— BEGIN Excerpt to read —

Gould’s proposal of NOMA speaks most clearly to the scientists, to those who are tempted to overstep the bounds of science and make moral proclamations in inappropriate areas from the pulpit of science.

We live with poets and politicians, preachers and philosophers. All have distinctive ways of knowing, valid in their proper domains. No single way can hold all the answers in our wondrously complex world. Besides, highfalutin morality aside, if we continue to overextend the boundaries of science, folks like Bryan will nail us properly for their own insidious purposes. (p. 169-170)

I wish Gould had not thrown in the word “insidious” at the end of this quote – this has a negative connotation of intentional deceit, but I don’t think that Gould was using the word in this fashion. It also means operating or proceeding in an inconspicuous or seemingly harmless way but actually with grave effect.  Gould would certainly view Bryan’s solution to the problems identified above as insidious, but not because Bryan was treacherous or deceitful.

— END Excerpt to read —

**Direction 1:**
Starting at the first of the entries and ending at the line that contains "top-left (36, 0), bottom-right (107, 275)", swap "palm tree" for "coconut palm" and give those entry lines back with nothing else altered.

— BEGIN Data entries —

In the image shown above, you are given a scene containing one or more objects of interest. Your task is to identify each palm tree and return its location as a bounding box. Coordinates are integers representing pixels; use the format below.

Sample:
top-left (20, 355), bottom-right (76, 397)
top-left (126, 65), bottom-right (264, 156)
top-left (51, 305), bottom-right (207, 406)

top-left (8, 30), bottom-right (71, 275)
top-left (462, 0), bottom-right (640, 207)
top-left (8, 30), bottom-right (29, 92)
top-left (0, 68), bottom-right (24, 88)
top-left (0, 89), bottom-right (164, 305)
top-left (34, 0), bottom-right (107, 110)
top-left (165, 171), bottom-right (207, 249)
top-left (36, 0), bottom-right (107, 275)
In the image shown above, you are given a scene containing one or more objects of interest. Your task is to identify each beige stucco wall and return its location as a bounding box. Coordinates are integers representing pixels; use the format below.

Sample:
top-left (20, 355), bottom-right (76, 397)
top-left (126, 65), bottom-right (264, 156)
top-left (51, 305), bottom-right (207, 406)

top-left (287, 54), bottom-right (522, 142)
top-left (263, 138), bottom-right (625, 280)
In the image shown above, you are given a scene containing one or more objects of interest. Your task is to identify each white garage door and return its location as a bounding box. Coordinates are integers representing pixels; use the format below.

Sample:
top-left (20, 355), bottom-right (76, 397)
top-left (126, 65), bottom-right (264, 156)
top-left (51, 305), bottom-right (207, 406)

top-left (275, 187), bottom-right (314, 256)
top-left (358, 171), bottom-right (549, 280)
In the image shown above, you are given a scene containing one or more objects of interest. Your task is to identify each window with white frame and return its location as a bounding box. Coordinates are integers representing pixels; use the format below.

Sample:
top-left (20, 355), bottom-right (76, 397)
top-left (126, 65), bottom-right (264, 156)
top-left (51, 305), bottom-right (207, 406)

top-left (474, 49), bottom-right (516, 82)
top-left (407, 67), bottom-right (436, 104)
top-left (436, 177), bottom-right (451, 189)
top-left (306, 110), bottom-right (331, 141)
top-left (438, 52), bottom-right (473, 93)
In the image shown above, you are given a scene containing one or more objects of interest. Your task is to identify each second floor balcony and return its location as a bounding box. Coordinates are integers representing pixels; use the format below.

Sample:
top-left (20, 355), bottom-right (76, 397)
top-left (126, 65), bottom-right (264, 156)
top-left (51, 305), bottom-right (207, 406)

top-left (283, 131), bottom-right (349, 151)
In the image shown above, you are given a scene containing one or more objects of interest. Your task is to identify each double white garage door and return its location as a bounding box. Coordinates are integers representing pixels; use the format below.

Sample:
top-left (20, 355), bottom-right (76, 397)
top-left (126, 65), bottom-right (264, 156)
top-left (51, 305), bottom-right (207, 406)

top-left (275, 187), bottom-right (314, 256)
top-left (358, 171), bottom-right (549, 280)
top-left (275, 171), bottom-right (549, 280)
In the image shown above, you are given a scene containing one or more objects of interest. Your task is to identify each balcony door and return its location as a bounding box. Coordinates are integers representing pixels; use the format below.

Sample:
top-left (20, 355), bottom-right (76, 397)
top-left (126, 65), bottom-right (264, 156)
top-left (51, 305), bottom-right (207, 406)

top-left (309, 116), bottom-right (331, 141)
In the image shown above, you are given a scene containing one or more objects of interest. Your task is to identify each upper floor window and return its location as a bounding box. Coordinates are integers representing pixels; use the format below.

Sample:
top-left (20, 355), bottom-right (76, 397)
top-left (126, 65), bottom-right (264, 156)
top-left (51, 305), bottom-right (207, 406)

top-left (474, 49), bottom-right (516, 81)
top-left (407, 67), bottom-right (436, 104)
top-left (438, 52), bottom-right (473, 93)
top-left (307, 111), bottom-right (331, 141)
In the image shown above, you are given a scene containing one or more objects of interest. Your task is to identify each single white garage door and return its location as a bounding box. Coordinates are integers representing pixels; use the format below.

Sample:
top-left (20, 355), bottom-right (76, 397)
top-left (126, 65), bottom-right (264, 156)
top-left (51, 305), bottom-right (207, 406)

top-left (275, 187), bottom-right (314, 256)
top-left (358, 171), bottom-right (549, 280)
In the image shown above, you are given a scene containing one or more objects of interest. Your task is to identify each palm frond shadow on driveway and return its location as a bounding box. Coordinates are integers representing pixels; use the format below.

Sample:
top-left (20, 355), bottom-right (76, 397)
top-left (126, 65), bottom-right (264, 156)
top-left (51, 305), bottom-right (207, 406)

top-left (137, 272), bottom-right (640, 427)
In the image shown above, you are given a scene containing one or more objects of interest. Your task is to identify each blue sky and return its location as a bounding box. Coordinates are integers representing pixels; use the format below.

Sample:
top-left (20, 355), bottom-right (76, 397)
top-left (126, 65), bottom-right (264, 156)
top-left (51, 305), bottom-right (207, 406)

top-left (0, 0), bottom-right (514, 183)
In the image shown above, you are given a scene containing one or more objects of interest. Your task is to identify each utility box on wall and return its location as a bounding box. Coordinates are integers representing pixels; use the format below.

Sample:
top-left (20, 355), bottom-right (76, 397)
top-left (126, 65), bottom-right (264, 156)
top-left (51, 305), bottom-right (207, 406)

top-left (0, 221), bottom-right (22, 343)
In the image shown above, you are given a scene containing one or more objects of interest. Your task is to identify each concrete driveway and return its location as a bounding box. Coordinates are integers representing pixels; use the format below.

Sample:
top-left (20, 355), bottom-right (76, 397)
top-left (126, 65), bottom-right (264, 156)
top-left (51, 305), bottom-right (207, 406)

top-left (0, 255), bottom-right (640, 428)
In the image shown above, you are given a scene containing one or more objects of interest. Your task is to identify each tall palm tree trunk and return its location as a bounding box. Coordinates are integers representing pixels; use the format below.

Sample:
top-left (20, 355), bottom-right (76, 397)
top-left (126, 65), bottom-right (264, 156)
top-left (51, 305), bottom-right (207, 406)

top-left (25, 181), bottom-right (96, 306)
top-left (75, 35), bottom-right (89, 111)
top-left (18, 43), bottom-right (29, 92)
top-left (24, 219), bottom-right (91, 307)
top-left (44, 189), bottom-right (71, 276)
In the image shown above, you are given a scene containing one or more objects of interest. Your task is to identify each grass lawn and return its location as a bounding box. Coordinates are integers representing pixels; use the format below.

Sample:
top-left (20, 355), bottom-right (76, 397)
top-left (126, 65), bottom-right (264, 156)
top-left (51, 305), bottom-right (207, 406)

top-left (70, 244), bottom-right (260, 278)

— END Data entries —

**Direction 2:**
Answer these from the passage on Gould's NOMA:
(a) To whom does Gould's proposal of NOMA speak most clearly?
(b) What page range is cited for the quoted passage?
(c) Which word does the writer wish Gould had left out of the quote?

**Full solution 1:**
In the image shown above, you are given a scene containing one or more objects of interest. Your task is to identify each coconut palm and return its location as a bounding box. Coordinates are integers representing pixels; use the format below.

Sample:
top-left (20, 355), bottom-right (76, 397)
top-left (126, 65), bottom-right (264, 156)
top-left (51, 305), bottom-right (207, 406)

top-left (8, 30), bottom-right (71, 275)
top-left (462, 0), bottom-right (640, 207)
top-left (8, 30), bottom-right (29, 92)
top-left (0, 68), bottom-right (24, 88)
top-left (0, 89), bottom-right (164, 305)
top-left (34, 0), bottom-right (107, 110)
top-left (165, 171), bottom-right (207, 249)
top-left (36, 0), bottom-right (107, 275)

**Full solution 2:**
(a) The scientists, particularly those tempted to overstep the bounds of science and make moral proclamations from the pulpit of science.
(b) Pages 169-170.
(c) "Insidious."